### TO BE DONE:
Tally how many lines in the items below contain the string "part", treating uppercase and lowercase as different. Reply with that number alone.

### DATA SHOWN:
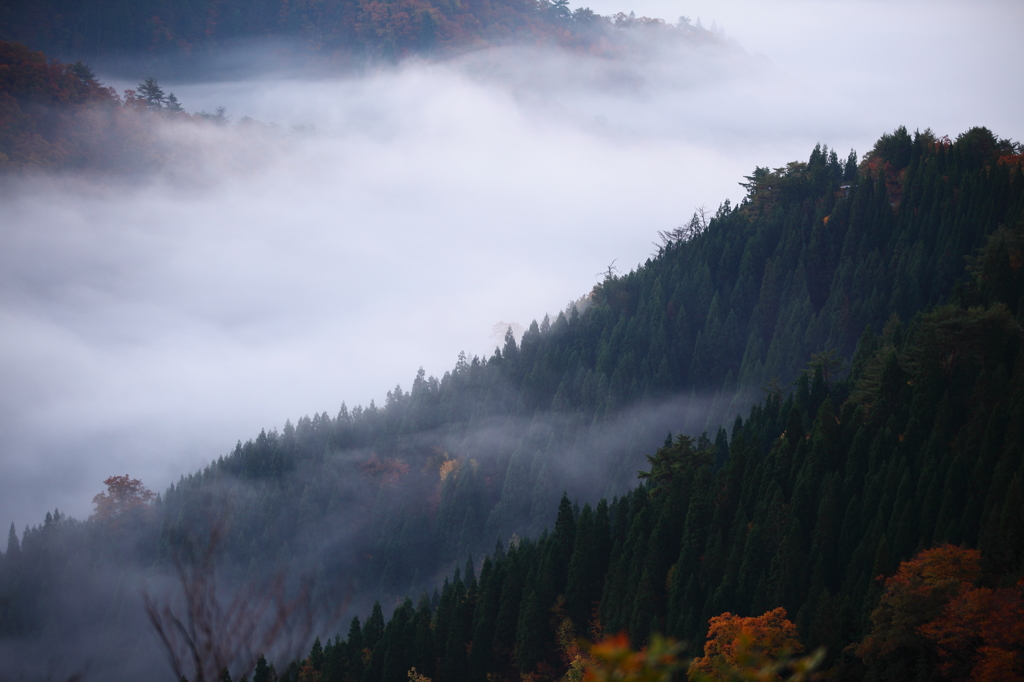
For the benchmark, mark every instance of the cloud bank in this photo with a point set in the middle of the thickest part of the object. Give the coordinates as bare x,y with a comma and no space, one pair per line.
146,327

* * *

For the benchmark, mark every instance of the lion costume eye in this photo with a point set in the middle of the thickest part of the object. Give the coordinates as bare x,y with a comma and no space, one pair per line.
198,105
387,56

### ANSWER TO THIS EXERCISE:
2